• Your instructions
Give every line of the data again, unchanged, but with no pictures.

• Records supplied
######

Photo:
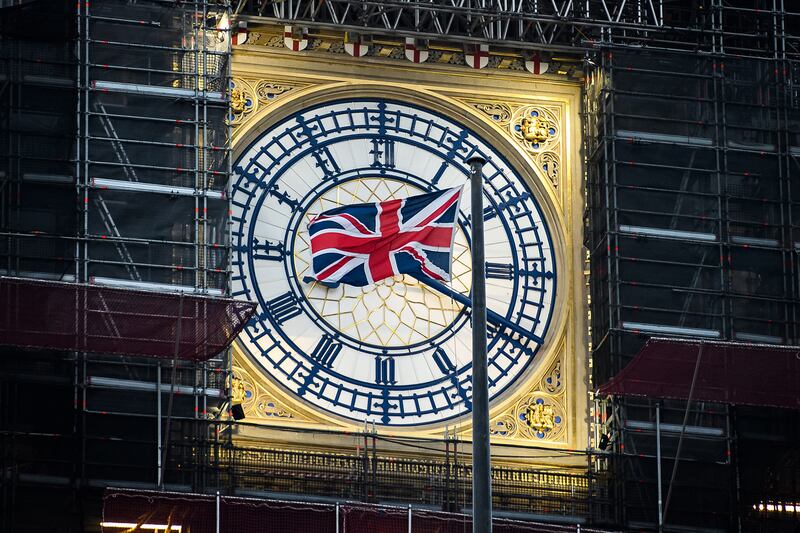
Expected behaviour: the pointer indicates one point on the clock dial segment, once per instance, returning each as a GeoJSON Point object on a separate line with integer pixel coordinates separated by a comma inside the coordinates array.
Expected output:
{"type": "Point", "coordinates": [397, 352]}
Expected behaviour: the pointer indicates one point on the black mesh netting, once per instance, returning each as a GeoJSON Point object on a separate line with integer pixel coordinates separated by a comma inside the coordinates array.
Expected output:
{"type": "Point", "coordinates": [113, 320]}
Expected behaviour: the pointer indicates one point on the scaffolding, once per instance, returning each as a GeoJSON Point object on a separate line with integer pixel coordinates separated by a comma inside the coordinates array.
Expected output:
{"type": "Point", "coordinates": [114, 160]}
{"type": "Point", "coordinates": [114, 222]}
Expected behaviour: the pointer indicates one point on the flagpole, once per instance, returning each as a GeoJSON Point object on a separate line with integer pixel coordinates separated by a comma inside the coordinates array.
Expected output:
{"type": "Point", "coordinates": [481, 454]}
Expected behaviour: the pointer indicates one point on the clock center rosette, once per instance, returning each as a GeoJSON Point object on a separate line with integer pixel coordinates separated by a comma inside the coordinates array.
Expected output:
{"type": "Point", "coordinates": [395, 312]}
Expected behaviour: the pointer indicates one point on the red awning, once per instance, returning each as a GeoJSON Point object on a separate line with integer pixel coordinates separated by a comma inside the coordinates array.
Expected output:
{"type": "Point", "coordinates": [91, 318]}
{"type": "Point", "coordinates": [729, 372]}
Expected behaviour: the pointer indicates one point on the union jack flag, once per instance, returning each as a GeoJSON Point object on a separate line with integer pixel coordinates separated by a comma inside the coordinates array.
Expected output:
{"type": "Point", "coordinates": [362, 244]}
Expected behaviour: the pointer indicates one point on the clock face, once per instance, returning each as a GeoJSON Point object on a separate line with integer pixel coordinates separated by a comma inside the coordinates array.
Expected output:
{"type": "Point", "coordinates": [397, 352]}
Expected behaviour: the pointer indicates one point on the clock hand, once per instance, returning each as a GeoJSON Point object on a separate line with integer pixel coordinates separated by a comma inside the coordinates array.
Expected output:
{"type": "Point", "coordinates": [494, 318]}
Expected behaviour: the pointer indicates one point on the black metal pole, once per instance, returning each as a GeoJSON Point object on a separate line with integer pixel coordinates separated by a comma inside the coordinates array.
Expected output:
{"type": "Point", "coordinates": [481, 454]}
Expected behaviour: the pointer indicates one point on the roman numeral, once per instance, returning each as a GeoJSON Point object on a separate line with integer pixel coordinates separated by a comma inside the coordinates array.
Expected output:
{"type": "Point", "coordinates": [325, 161]}
{"type": "Point", "coordinates": [499, 271]}
{"type": "Point", "coordinates": [326, 351]}
{"type": "Point", "coordinates": [283, 197]}
{"type": "Point", "coordinates": [268, 250]}
{"type": "Point", "coordinates": [443, 361]}
{"type": "Point", "coordinates": [283, 308]}
{"type": "Point", "coordinates": [384, 371]}
{"type": "Point", "coordinates": [382, 153]}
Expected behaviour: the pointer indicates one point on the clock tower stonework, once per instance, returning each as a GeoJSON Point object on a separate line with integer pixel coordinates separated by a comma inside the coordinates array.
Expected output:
{"type": "Point", "coordinates": [529, 126]}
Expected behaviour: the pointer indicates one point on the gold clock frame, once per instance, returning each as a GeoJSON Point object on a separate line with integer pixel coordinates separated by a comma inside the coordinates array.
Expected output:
{"type": "Point", "coordinates": [270, 83]}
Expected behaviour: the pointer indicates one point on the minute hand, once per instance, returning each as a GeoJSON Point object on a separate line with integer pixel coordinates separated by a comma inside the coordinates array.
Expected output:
{"type": "Point", "coordinates": [494, 318]}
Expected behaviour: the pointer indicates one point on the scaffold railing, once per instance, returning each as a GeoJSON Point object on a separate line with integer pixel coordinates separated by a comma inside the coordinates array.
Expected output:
{"type": "Point", "coordinates": [113, 320]}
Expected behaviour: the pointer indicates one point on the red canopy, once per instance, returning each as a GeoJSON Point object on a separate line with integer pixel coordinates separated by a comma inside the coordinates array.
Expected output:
{"type": "Point", "coordinates": [91, 318]}
{"type": "Point", "coordinates": [729, 372]}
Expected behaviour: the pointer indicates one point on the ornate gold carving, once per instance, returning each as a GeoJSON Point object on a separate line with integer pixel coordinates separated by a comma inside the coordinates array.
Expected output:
{"type": "Point", "coordinates": [242, 100]}
{"type": "Point", "coordinates": [257, 401]}
{"type": "Point", "coordinates": [538, 415]}
{"type": "Point", "coordinates": [268, 91]}
{"type": "Point", "coordinates": [534, 130]}
{"type": "Point", "coordinates": [250, 95]}
{"type": "Point", "coordinates": [536, 127]}
{"type": "Point", "coordinates": [498, 112]}
{"type": "Point", "coordinates": [550, 163]}
{"type": "Point", "coordinates": [551, 382]}
{"type": "Point", "coordinates": [397, 311]}
{"type": "Point", "coordinates": [316, 71]}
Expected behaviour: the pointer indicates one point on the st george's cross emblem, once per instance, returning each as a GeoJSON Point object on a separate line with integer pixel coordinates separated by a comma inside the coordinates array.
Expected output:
{"type": "Point", "coordinates": [361, 244]}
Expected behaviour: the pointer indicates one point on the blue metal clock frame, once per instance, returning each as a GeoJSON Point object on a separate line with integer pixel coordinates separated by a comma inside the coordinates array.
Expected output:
{"type": "Point", "coordinates": [255, 181]}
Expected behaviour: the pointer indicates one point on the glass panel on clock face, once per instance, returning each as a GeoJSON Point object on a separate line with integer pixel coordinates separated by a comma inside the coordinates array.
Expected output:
{"type": "Point", "coordinates": [397, 352]}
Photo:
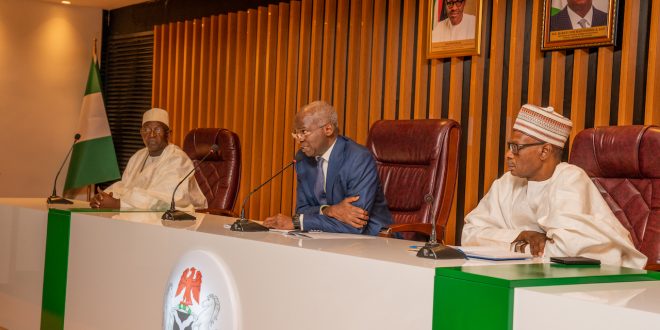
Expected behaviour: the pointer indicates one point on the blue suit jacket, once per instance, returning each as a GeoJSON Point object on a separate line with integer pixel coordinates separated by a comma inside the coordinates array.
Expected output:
{"type": "Point", "coordinates": [562, 21]}
{"type": "Point", "coordinates": [351, 172]}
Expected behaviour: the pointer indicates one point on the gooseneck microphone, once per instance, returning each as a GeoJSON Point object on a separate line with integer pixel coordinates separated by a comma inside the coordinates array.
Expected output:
{"type": "Point", "coordinates": [434, 249]}
{"type": "Point", "coordinates": [173, 213]}
{"type": "Point", "coordinates": [54, 199]}
{"type": "Point", "coordinates": [243, 224]}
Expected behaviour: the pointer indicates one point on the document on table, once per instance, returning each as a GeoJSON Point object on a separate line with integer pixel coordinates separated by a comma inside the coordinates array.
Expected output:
{"type": "Point", "coordinates": [491, 253]}
{"type": "Point", "coordinates": [320, 235]}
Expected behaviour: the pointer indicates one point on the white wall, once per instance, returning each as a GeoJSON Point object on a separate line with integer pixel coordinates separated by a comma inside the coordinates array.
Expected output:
{"type": "Point", "coordinates": [45, 52]}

######

• Finished exercise
Photo:
Expected behaviour: the pointer indicates one point on the clock dial segment, once per instance, returning each as a GeoJSON Point object on a separate line with integer pixel coordinates separated by a comma inside the coordinates array.
Expected output:
{"type": "Point", "coordinates": [397, 352]}
Expected behaviour: the pointer indicates one point on the black mesh netting, once per instance, returning each as a GeoJSON Point object on a separate line with integer pixel coordinates separated by a comma inside the coordinates array.
Expected output:
{"type": "Point", "coordinates": [113, 320]}
Expected behaviour: the pointer indicates one point on the scaffolding, once per instance, returning each as a GeoJSON Point object on a separate line with integer pixel coordinates separated by a comma inside the coordinates array.
Expected output:
{"type": "Point", "coordinates": [114, 160]}
{"type": "Point", "coordinates": [114, 222]}
Expected behaviour: the pointer indicates one point on the flagpole, once per instance, returning each as a GeoJSON Point object on a separate line with integer pixel coordinates separated by a comma inside the coordinates array.
Expected output:
{"type": "Point", "coordinates": [481, 454]}
Expected behaviour: the pointer indicates one point on the clock center rosette, once per instance, returning each as a GeoJSON Point object on a separate line with integer pixel coordinates separated by a comma inside the coordinates array.
Expected output:
{"type": "Point", "coordinates": [395, 312]}
Expected behaviour: the pointer indicates one point on the red awning, once per instance, returning each as a GeoJSON Point object on a separate line with integer pixel coordinates separated by a comma inside the coordinates array.
Expected output:
{"type": "Point", "coordinates": [91, 318]}
{"type": "Point", "coordinates": [729, 372]}
Expected behaviour: the pointer indicates one point on the union jack flag, once per instance, returning each as a GeoJSON Point object on a separate line with integer pixel coordinates separated by a comma inside the coordinates array.
Expected output:
{"type": "Point", "coordinates": [362, 244]}
Expected behaviour: the pointer indicates one point on the clock face, once per instance, returning each as a GeoJSON Point object on a separate line with integer pixel coordinates separated by a comma inside the coordinates array.
Expected output:
{"type": "Point", "coordinates": [397, 352]}
Expected behaviour: the pointer indicates one point on the clock hand, once per instance, returning each as a GeoJSON Point object on a separate line with integer pixel coordinates separated by a comma inside the coordinates array.
Expected output:
{"type": "Point", "coordinates": [494, 318]}
Expected behaviour: the pointer indicates one point on the black metal pole, once per instance, returning each as a GeoJSON Point object on a separate line with integer pixel coordinates separated by a comma inside the coordinates array.
Expected output:
{"type": "Point", "coordinates": [481, 454]}
Expected behaviour: the pointer indicates one point on the roman numeral, once per instance, returning each as a GeoJSON Point object on a separate line with integer pixel coordinates separated by a comma inside the coordinates array.
Expected output:
{"type": "Point", "coordinates": [325, 161]}
{"type": "Point", "coordinates": [499, 271]}
{"type": "Point", "coordinates": [326, 351]}
{"type": "Point", "coordinates": [283, 197]}
{"type": "Point", "coordinates": [268, 250]}
{"type": "Point", "coordinates": [443, 361]}
{"type": "Point", "coordinates": [283, 308]}
{"type": "Point", "coordinates": [384, 371]}
{"type": "Point", "coordinates": [382, 153]}
Expected behaviour: the pointer indicates one point on the clock tower stonework, once per instance, returning each as a GeoJSON Point object on a separate line with integer pixel coordinates separated by a comma inside the coordinates array.
Expected output:
{"type": "Point", "coordinates": [529, 126]}
Expected behaviour: the pointer indicates one point on the gold clock frame, once per instance, returning each as a GeoJSON Point object on a separate line with integer pixel coordinates separated by a comma inside the coordinates array.
Expected output:
{"type": "Point", "coordinates": [270, 83]}
Expected behaviour: the pointer indicates one point on the minute hand, once per instance, returning each as a GeoJSON Point object on a separate line with integer pixel coordinates separated by a comma inside the coordinates array.
Expected output:
{"type": "Point", "coordinates": [494, 318]}
Expected behaviour: the pointer indicates one point on the scaffold railing, once per instance, returning each as a GeoJSON Point object on a separate line with integer pixel coordinates separated by a comma inside the coordinates array.
Expected output:
{"type": "Point", "coordinates": [113, 320]}
Expected behaviour: the pointer indicates one point on the red canopy, once per instance, returning each as a GeoJSON Point object on a separate line with integer pixel coordinates separated by a comma inside the coordinates array.
Expected output:
{"type": "Point", "coordinates": [91, 318]}
{"type": "Point", "coordinates": [729, 372]}
Expected behaviour: the pointer indicates one point on the ornate gold carving, once per instance, returning each as a GeoJSON Point object on a separate line with integer pixel coordinates separated by a comma inside the coordinates array.
Expected output:
{"type": "Point", "coordinates": [242, 100]}
{"type": "Point", "coordinates": [257, 401]}
{"type": "Point", "coordinates": [538, 415]}
{"type": "Point", "coordinates": [268, 91]}
{"type": "Point", "coordinates": [534, 130]}
{"type": "Point", "coordinates": [250, 95]}
{"type": "Point", "coordinates": [536, 127]}
{"type": "Point", "coordinates": [498, 112]}
{"type": "Point", "coordinates": [550, 163]}
{"type": "Point", "coordinates": [551, 382]}
{"type": "Point", "coordinates": [397, 311]}
{"type": "Point", "coordinates": [316, 71]}
Expected behaviour: the pointer indicates one point on the st george's cross emblem, once per instance, returning each as a GeoJSON Point object on a separate line with integer pixel coordinates separated by a comma inside the coordinates array.
Expected output:
{"type": "Point", "coordinates": [361, 244]}
Expected behaviour: the pointer indicates one point on the blue metal clock frame, once per instance, returning each as a GeoJSON Point object on a separate line with integer pixel coordinates separated by a comma inside the coordinates array.
Expected output:
{"type": "Point", "coordinates": [255, 181]}
Expected behaviour: the pointer indicates one point on the glass panel on clock face, once per instance, returning each as a GeoJSON Point object on a separate line with integer pixel coordinates separated by a comma inside the coordinates array.
Expected output:
{"type": "Point", "coordinates": [397, 352]}
Photo:
Expected behaviour: the pointer indicates one point on the blue suit jacket, once per instance, returning each as a GeoJSON Point object on a separate line with integer pixel coordinates separated by a comma inside the coordinates array.
Expected output:
{"type": "Point", "coordinates": [562, 21]}
{"type": "Point", "coordinates": [351, 172]}
Expected behaviour: the pointer indicates one point on the gooseneck microphone, once per instance, returning each as a GeoJSON Point object on a separate line with integer pixel coordinates separated by a comma inside the coordinates array.
Expected output:
{"type": "Point", "coordinates": [434, 249]}
{"type": "Point", "coordinates": [173, 213]}
{"type": "Point", "coordinates": [54, 199]}
{"type": "Point", "coordinates": [243, 224]}
Expected behaviour: the pointer indicates one point on the document on table, once per instance, returning each as a GeoJSON Point object on a separate line with integer pixel coordinates separated by a comma inside the coordinates array.
Expected output:
{"type": "Point", "coordinates": [491, 253]}
{"type": "Point", "coordinates": [320, 235]}
Expected behaviour: the pointer indicates one point on the white wall, once per instance, returning each as a GeoJSON Point object on a separate line with integer pixel coordinates separated by a comma inside the coordinates array.
Expected output:
{"type": "Point", "coordinates": [45, 52]}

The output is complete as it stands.